* Items

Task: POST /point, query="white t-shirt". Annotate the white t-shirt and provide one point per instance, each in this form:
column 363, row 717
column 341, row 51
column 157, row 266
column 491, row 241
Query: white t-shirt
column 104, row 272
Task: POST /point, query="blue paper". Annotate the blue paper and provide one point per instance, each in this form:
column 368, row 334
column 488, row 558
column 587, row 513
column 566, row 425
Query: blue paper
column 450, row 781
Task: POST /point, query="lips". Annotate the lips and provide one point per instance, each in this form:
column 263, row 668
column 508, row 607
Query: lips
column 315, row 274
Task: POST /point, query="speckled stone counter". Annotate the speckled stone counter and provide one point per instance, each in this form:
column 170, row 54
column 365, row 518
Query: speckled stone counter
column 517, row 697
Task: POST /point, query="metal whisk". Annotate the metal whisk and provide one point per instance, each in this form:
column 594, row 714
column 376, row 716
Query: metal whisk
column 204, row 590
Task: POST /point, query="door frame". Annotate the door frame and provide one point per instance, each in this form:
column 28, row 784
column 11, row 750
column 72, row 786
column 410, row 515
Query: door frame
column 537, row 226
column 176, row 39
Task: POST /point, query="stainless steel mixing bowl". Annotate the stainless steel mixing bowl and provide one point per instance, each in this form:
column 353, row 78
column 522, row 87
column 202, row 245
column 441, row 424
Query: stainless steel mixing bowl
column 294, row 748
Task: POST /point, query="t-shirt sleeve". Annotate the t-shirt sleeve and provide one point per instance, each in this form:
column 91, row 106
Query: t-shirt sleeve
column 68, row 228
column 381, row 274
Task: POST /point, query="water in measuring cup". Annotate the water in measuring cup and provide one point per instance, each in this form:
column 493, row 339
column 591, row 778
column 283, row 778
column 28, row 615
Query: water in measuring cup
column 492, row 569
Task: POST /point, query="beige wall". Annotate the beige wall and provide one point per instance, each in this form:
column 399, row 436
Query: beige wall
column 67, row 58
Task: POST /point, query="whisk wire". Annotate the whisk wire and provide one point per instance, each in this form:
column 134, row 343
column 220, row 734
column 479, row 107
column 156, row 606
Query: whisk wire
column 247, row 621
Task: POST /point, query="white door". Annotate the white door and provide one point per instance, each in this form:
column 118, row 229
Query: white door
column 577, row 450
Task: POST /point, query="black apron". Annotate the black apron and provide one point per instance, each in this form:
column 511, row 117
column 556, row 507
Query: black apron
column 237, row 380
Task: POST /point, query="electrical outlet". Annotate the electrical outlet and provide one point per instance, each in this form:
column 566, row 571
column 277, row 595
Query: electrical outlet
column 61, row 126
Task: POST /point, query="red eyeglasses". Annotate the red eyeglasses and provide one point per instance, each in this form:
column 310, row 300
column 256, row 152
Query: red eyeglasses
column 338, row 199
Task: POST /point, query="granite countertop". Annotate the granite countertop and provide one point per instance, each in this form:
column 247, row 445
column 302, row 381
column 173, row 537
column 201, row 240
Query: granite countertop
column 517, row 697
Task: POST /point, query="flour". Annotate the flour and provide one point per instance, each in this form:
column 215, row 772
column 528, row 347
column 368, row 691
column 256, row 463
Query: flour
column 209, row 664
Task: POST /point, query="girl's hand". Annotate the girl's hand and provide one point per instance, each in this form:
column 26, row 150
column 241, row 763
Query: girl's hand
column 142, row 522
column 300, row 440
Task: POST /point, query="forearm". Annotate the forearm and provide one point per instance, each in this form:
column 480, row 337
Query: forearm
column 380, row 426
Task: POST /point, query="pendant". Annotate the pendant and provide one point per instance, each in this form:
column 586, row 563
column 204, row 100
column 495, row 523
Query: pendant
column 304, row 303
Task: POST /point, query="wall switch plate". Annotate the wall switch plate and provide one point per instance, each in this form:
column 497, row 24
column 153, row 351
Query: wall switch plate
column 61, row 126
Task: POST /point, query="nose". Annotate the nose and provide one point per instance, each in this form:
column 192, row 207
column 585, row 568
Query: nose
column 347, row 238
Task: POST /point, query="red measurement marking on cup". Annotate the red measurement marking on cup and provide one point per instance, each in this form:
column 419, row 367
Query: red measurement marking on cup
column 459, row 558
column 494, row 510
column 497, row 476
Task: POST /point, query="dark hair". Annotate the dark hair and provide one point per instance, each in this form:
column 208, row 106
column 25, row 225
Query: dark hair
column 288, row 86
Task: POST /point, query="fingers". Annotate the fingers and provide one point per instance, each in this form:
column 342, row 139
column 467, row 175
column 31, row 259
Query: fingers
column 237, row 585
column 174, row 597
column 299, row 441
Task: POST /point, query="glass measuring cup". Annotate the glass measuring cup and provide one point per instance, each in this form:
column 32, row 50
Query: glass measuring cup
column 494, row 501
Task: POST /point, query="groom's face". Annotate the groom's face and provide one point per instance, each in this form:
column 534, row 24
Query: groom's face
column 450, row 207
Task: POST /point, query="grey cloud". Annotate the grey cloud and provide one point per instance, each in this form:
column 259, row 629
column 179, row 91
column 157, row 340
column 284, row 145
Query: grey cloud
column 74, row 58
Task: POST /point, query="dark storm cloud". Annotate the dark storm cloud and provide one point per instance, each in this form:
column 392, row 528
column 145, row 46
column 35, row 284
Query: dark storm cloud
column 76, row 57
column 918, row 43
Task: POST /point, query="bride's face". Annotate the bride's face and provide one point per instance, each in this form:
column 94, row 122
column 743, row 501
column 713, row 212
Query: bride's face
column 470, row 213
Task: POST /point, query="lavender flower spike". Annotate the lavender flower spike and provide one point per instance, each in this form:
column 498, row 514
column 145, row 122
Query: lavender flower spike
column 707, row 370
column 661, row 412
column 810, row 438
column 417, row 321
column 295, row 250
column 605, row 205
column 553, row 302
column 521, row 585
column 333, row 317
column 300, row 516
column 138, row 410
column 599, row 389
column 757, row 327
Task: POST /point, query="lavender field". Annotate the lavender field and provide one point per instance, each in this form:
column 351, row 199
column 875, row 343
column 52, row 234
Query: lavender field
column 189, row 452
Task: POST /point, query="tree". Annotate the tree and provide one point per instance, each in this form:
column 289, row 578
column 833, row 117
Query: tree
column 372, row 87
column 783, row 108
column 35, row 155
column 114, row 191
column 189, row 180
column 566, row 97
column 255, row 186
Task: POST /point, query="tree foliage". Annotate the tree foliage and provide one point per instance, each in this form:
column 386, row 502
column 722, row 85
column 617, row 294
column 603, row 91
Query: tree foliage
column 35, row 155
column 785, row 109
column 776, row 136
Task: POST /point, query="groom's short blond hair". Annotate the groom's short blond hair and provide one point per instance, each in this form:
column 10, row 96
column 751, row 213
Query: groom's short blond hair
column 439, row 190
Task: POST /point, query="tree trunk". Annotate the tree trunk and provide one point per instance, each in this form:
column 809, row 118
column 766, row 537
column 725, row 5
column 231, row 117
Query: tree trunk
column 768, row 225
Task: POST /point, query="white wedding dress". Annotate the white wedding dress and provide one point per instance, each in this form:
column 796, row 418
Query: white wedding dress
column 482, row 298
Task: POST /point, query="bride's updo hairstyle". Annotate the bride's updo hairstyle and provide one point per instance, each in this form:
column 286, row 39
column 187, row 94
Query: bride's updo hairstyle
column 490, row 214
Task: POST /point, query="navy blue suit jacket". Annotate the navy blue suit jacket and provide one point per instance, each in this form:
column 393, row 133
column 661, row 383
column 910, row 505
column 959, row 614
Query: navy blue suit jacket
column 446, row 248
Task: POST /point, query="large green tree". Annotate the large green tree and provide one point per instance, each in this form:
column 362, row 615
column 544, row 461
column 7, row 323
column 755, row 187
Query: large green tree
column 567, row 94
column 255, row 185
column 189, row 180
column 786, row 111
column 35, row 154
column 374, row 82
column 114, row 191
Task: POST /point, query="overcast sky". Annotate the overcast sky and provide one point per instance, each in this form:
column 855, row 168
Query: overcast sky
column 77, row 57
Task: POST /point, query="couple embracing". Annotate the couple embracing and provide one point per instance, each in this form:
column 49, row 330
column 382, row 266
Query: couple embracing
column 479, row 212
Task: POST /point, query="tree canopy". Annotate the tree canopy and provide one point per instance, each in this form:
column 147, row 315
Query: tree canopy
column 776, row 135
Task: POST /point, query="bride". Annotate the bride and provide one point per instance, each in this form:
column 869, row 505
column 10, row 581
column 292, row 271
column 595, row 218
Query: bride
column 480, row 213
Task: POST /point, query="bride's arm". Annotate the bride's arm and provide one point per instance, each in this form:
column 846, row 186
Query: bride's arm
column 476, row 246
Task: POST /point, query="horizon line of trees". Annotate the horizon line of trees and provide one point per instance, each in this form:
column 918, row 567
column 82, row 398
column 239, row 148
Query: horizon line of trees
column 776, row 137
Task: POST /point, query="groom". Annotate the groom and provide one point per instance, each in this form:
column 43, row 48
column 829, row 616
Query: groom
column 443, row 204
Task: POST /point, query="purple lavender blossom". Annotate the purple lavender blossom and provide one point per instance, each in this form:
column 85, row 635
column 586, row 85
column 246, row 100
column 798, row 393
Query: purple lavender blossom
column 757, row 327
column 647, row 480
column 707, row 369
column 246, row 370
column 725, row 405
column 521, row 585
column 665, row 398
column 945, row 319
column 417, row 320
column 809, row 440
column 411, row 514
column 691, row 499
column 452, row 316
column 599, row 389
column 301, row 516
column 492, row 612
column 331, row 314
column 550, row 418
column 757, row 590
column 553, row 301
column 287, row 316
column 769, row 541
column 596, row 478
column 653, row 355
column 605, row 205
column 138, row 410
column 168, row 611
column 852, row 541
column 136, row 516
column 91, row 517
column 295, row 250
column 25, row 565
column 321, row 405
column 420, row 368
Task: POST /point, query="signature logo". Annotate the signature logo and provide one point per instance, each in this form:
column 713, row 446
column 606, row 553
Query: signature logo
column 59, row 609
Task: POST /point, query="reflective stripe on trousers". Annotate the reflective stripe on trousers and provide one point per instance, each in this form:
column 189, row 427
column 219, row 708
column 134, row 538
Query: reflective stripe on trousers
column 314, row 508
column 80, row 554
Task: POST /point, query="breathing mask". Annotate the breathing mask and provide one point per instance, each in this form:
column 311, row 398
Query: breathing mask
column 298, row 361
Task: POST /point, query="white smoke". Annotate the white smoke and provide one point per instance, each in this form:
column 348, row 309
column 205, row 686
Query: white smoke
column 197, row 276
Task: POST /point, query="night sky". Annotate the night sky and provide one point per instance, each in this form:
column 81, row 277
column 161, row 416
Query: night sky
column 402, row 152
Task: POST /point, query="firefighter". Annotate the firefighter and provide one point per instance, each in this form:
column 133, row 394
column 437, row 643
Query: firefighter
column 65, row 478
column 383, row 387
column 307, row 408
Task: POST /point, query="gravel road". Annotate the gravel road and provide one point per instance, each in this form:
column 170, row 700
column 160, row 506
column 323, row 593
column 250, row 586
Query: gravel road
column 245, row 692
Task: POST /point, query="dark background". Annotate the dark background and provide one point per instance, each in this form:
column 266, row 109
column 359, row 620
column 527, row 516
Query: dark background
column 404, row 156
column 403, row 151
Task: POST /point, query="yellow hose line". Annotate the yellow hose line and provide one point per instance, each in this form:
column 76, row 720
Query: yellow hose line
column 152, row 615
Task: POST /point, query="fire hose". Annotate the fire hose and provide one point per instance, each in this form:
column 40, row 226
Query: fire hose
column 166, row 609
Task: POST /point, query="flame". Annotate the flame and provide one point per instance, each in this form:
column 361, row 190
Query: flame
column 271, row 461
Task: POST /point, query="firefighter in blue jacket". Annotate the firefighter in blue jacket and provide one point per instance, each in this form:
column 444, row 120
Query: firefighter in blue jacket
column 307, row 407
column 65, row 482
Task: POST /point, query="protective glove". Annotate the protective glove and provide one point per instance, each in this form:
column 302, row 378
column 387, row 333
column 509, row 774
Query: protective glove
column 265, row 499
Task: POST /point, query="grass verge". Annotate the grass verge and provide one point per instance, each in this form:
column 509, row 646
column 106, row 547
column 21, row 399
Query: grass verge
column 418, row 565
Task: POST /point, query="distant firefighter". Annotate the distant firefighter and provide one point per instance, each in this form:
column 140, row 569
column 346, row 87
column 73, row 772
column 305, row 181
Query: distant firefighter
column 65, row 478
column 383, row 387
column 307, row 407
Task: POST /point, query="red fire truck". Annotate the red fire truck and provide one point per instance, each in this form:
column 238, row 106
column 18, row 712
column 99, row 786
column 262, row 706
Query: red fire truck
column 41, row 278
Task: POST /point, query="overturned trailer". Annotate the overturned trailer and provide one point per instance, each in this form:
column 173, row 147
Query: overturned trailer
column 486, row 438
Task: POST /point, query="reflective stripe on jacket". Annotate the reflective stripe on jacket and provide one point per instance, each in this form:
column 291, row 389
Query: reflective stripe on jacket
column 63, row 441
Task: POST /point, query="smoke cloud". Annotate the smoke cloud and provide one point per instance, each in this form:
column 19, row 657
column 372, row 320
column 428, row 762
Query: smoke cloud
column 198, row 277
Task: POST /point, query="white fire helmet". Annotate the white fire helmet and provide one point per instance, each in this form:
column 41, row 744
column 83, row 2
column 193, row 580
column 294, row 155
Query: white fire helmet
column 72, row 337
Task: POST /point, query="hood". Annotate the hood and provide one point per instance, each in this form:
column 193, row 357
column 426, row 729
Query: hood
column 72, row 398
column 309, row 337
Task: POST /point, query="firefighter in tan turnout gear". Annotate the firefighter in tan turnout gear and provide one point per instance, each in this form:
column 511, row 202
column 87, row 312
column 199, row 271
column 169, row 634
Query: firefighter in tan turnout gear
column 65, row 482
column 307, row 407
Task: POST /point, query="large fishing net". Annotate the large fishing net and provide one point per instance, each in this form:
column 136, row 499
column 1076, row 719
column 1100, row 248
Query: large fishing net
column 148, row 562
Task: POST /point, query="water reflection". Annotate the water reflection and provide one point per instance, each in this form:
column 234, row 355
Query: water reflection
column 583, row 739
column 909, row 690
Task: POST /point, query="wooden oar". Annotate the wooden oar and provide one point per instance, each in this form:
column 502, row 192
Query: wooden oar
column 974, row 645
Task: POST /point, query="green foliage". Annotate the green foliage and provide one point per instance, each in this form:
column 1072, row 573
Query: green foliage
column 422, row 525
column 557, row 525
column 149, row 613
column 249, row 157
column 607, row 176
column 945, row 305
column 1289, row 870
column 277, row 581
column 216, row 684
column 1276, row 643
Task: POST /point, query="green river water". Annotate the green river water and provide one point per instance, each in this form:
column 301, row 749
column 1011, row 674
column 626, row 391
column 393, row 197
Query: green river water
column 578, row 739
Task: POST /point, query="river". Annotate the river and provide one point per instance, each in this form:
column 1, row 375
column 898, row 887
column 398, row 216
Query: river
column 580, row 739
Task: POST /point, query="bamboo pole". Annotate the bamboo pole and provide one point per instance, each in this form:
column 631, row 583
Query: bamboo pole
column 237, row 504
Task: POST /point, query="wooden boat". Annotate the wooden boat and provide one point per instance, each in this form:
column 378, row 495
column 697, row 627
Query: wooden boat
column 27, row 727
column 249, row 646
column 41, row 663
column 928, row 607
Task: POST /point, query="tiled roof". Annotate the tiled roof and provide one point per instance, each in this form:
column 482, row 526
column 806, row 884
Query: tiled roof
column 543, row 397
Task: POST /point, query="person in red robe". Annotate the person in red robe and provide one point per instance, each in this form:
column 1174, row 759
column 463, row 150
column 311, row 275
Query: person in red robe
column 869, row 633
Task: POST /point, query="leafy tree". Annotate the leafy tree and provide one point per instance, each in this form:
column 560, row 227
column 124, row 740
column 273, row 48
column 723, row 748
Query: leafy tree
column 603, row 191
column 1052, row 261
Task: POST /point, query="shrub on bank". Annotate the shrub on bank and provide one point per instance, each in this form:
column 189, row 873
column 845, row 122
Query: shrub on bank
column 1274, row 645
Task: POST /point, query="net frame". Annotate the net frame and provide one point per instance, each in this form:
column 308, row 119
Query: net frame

* Problem to solve
Copy out the stretch from the line containing "Annotate the person" through the line containing "column 869, row 633", with "red robe" changed to "orange robe" and nothing else altered. Give only those lines.

* Exercise result
Task: POST /point, query="person in orange robe". Annotate the person in orange robe and provide one point per instance, each in this form:
column 1174, row 759
column 463, row 150
column 311, row 275
Query: person in orange robe
column 869, row 633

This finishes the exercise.